▶ **EXERCISE DETAILS**
Set down exactly, from the records below, the line with "Query: blurred background" through the line with "girl's eye in", and nothing else.

(Beginning of DATA SHOWN)

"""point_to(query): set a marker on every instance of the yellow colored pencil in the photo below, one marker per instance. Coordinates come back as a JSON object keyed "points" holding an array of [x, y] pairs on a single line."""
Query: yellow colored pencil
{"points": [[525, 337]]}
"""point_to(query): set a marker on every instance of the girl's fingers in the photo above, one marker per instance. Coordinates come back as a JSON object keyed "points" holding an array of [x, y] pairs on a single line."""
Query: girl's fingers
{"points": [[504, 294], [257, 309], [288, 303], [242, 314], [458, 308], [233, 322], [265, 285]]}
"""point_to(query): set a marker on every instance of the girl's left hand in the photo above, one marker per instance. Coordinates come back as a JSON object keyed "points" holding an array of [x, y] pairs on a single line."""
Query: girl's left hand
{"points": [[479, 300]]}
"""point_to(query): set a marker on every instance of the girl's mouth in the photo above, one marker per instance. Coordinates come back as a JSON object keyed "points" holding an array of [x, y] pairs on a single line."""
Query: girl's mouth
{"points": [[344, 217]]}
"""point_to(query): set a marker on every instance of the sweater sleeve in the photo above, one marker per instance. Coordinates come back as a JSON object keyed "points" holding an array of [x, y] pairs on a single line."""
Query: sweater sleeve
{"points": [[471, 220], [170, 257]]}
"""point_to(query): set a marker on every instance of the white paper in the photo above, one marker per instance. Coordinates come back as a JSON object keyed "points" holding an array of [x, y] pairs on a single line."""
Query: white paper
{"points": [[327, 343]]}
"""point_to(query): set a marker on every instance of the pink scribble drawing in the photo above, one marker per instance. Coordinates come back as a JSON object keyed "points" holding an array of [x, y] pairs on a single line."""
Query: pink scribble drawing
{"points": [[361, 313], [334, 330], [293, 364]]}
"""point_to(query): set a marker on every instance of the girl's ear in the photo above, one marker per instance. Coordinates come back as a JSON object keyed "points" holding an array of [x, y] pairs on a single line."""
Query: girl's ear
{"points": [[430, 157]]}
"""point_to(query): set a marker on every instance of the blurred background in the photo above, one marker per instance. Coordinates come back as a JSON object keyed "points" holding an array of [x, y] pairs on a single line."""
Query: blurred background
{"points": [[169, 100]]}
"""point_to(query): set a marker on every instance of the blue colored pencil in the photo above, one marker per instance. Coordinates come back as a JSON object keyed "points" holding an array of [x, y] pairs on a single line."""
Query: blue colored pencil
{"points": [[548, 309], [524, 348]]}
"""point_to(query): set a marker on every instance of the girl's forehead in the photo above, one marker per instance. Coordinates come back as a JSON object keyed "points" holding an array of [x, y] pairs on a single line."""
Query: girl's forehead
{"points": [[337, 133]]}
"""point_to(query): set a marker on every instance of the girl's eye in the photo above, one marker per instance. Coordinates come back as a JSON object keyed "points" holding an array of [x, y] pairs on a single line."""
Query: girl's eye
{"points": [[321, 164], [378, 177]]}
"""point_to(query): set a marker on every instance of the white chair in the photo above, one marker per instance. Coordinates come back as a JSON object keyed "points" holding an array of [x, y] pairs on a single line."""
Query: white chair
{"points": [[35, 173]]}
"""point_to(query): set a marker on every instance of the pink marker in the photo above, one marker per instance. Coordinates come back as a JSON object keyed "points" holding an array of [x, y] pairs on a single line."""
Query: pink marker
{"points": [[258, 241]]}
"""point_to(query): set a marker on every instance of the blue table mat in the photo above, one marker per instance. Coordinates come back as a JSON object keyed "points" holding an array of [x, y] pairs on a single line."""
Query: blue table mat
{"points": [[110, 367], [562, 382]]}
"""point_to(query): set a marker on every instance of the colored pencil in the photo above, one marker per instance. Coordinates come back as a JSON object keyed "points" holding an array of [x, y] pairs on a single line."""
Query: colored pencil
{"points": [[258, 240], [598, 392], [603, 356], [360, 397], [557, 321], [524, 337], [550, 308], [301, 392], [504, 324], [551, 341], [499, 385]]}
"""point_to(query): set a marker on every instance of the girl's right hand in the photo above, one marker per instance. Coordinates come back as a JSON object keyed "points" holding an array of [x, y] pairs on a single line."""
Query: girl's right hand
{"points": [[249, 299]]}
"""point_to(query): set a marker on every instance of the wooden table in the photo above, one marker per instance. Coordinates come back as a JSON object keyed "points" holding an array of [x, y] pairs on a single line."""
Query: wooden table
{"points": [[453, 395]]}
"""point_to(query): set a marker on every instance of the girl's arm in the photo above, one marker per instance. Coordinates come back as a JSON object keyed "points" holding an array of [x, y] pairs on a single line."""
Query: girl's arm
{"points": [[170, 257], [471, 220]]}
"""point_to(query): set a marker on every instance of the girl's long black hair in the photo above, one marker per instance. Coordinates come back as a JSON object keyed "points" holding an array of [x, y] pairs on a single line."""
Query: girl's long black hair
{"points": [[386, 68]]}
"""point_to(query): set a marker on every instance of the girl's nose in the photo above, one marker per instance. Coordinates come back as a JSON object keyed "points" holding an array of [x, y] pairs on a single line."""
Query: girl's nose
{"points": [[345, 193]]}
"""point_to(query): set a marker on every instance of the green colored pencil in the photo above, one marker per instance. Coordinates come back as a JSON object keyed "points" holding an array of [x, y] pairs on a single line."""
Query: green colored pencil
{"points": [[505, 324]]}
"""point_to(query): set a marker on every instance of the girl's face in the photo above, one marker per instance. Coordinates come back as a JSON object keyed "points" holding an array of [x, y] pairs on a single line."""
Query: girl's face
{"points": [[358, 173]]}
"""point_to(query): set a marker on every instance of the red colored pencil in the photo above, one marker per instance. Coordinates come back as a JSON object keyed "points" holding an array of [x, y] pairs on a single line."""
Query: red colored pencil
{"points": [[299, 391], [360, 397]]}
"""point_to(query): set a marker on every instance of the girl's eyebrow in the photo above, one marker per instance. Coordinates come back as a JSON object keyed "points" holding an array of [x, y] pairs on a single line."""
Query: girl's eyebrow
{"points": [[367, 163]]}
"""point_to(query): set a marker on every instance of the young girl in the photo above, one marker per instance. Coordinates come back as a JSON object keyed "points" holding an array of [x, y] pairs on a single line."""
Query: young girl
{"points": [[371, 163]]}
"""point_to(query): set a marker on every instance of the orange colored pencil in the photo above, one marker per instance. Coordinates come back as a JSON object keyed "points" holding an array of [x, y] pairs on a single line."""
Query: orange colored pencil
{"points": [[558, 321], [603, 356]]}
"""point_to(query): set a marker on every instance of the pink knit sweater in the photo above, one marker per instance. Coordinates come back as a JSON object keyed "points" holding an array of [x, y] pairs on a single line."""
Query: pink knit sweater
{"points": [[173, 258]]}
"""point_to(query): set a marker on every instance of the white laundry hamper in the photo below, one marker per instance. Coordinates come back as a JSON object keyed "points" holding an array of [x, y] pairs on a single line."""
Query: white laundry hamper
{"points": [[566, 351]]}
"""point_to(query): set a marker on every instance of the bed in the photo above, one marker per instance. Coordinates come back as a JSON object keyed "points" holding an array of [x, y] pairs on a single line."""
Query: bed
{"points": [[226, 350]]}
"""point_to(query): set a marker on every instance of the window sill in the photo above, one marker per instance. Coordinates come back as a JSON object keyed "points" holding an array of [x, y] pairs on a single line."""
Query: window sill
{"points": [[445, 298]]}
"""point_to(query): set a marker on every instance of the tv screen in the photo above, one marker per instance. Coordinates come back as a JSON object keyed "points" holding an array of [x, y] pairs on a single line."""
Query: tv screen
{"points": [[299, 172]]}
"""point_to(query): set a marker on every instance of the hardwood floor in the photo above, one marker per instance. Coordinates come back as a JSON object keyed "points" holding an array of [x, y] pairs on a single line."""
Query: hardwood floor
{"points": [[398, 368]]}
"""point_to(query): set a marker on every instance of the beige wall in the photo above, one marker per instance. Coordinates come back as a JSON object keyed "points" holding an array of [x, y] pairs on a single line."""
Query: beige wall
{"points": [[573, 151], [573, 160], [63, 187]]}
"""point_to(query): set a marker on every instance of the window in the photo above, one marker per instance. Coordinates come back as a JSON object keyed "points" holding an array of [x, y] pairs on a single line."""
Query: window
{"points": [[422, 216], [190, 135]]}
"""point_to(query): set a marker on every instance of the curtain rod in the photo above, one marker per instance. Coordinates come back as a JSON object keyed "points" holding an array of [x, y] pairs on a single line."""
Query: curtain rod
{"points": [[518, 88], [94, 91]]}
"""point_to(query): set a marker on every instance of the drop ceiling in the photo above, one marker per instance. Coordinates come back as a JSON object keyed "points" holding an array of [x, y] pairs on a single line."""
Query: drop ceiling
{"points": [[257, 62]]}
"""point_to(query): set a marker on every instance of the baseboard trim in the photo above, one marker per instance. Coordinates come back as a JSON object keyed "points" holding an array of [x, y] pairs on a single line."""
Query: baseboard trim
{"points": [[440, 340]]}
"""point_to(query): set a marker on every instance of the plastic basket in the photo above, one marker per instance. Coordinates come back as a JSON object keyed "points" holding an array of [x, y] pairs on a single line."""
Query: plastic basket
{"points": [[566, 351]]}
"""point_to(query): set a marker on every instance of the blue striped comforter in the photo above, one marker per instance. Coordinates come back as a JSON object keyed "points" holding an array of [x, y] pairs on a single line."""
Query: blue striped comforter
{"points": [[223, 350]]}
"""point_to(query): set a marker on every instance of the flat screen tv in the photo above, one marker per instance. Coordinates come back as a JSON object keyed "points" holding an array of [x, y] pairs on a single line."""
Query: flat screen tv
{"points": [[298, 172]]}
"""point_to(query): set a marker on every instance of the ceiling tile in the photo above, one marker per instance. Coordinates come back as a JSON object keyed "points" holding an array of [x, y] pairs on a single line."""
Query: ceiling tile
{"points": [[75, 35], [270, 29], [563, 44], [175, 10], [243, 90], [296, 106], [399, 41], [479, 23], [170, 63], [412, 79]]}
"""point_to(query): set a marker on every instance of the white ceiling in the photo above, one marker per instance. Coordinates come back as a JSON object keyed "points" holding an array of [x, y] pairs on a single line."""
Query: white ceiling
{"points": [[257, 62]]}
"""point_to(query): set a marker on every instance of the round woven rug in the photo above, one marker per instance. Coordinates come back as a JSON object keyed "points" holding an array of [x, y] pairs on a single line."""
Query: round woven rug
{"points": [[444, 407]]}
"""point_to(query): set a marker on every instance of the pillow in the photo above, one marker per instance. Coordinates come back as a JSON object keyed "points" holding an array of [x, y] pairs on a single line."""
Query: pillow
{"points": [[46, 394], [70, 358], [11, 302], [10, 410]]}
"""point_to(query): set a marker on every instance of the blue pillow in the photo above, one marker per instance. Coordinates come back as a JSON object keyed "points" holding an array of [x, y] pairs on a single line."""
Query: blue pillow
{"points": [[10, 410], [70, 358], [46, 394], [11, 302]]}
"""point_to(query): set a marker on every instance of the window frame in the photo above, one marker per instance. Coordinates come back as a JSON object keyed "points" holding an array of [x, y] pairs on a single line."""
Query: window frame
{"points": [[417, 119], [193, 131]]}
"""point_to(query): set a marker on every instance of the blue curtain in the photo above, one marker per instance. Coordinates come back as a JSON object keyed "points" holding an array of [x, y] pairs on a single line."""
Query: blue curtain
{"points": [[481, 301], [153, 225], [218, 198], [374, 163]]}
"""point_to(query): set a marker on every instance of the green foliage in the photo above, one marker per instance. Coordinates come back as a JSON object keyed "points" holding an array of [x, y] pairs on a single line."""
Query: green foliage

(End of DATA SHOWN)

▶ **RESULT OF THE EXERCISE**
Query: blurred background
{"points": [[169, 100]]}
"""point_to(query): set a marker on every instance of the blue colored pencil in the photo above, one marker per instance. Coordinates come back as a JSON object keyed "points" holding an array of [x, y] pairs on a single line."""
Query: blue colored pencil
{"points": [[548, 309], [524, 348]]}
"""point_to(query): set a marker on every instance of the girl's forehead in the photo above, one marker per instance. Coordinates come back as a JSON object keyed "points" holding an array of [x, y] pairs on a single line."""
Query: girl's forehead
{"points": [[337, 133]]}
"""point_to(query): set a marker on every instance of the girl's eye in the photo above, one marker per instance. Coordinates come back as a JSON object keyed "points" holding an array of [x, y] pairs on a single line."""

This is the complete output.